Ob Die Linke nach dem 12. Februar auch noch verdammt viel umsetzen können wird, ist offen. Schubert sagt: »Das muss unser Ziel sein – alle 250.000 Berlinerinnen und Berliner, die uns bei der letzten Wahl vor 15 Monaten ihr Vertrauen geschenkt haben, wiederzugewinnen und gern auch noch ein paar mehr.«
Dafür muss die Partei freilich etwas zulegen. Aktuell liegt die Partei in Umfragen zwischen elf und 13 Prozent, bei der Pannenwahl im September vergangenen Jahres war sie noch auf 14,1 Prozent gekommen. Für eine Fortsetzung von Rot-Grün-Rot würde es nach derzeitigem Stand der Dinge – der schwächelnden Linken zum Trotz – dennoch reichen. Eine andere Regierungsoption hätten die Sozialisten ohnehin nicht.
Die womöglich entscheidendere Frage ist, ob das Bündnis aus SPD, Grünen und Linken überhaupt unbeschadet durch diesen Wahlkampf kommt. Zwar betonen alle Beteiligten, man wolle sich auch noch nach der Wahl in die Augen schauen können. Aber ob es nun um die Polizeistudie geht, die autofreie Friedrichstraße oder den Termin für den Klima-Volksentscheid: Seit Wochen liefert man sich – auch jenseits der Wahlkampfprosa auf den jeweiligen Parteitagen – in aller Öffentlichkeit teils heftigere Attacken als je zuvor. Von Harmonie keine Spur.
»Wir arbeiten an zentralen Punkten immer noch zusammen, aber ich bin schon genervt, dass seit Wochen Eitelkeitsspielchen zum Teil die dringend notwendigen inhaltlichen Klärungen und das täglich nötige Handeln für den sozialen Zusammenhalt in der Stadt überlagern. Ich habe für so einen Quatsch keine Zeit«, sagt Klaus Lederer am Rande des Parteitags zu »nd«.

━━━━━━

• [ANFRAGE 1]: Nenne alle Themen, über die sich SPD, Grüne und Linke laut Textauszug streiten.
• [ANFRAGE 2]: Gib den Abschnitt des Textauszugs zwischen „Die womöglich entscheidendere“ und „Harmonie keine Spur.“ einschließlich wortgetreu wieder.

━━━━━━

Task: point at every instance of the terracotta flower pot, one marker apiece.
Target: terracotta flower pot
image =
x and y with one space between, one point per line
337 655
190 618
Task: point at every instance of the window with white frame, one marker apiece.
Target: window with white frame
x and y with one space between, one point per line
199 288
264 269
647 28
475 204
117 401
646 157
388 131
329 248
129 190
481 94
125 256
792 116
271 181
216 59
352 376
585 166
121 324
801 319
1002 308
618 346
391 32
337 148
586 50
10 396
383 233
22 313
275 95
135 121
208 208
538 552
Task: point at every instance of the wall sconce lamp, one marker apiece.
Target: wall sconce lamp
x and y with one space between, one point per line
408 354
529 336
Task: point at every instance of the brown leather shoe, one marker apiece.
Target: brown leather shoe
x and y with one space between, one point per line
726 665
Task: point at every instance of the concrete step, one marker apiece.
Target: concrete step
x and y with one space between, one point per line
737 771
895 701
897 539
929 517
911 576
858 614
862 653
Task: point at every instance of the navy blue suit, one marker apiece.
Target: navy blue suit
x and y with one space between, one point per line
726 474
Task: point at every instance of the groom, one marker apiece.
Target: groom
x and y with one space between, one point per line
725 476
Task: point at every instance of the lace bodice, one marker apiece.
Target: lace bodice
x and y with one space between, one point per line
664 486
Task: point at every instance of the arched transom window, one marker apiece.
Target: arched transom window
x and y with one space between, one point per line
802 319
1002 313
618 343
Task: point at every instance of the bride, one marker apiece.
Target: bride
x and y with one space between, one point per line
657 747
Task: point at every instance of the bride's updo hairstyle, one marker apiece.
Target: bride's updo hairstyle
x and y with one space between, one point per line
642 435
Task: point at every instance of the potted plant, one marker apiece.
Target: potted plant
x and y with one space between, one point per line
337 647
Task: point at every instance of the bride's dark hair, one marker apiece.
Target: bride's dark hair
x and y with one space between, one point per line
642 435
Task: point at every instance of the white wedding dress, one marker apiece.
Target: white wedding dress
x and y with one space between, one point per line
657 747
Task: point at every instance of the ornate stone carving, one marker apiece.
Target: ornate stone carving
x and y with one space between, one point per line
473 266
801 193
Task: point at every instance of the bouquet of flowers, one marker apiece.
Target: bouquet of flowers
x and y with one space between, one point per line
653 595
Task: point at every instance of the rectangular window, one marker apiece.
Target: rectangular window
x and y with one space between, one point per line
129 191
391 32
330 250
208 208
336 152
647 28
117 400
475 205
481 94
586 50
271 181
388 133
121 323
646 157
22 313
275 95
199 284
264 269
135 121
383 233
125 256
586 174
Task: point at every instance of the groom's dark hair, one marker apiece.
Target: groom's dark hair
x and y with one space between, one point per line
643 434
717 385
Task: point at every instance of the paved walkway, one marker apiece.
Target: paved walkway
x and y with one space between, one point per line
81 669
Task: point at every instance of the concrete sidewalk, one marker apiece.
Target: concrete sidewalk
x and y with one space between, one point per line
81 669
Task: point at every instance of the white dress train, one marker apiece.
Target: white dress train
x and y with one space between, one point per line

━━━━━━

• [ERGEBNIS 1]: Polizeistudie; autofreie Friedrichstraße; Termin für den Klima-Volksentscheid

• [ERGEBNIS 2]:
Die womöglich entscheidendere Frage ist, ob das Bündnis aus SPD, Grünen und Linken überhaupt unbeschadet durch diesen Wahlkampf kommt. Zwar betonen alle Beteiligten, man wolle sich auch noch nach der Wahl in die Augen schauen können. Aber ob es nun um die Polizeistudie geht, die autofreie Friedrichstraße oder den Termin für den Klima-Volksentscheid: Seit Wochen liefert man sich – auch jenseits der Wahlkampfprosa auf den jeweiligen Parteitagen – in aller Öffentlichkeit teils heftigere Attacken als je zuvor. Von Harmonie keine Spur.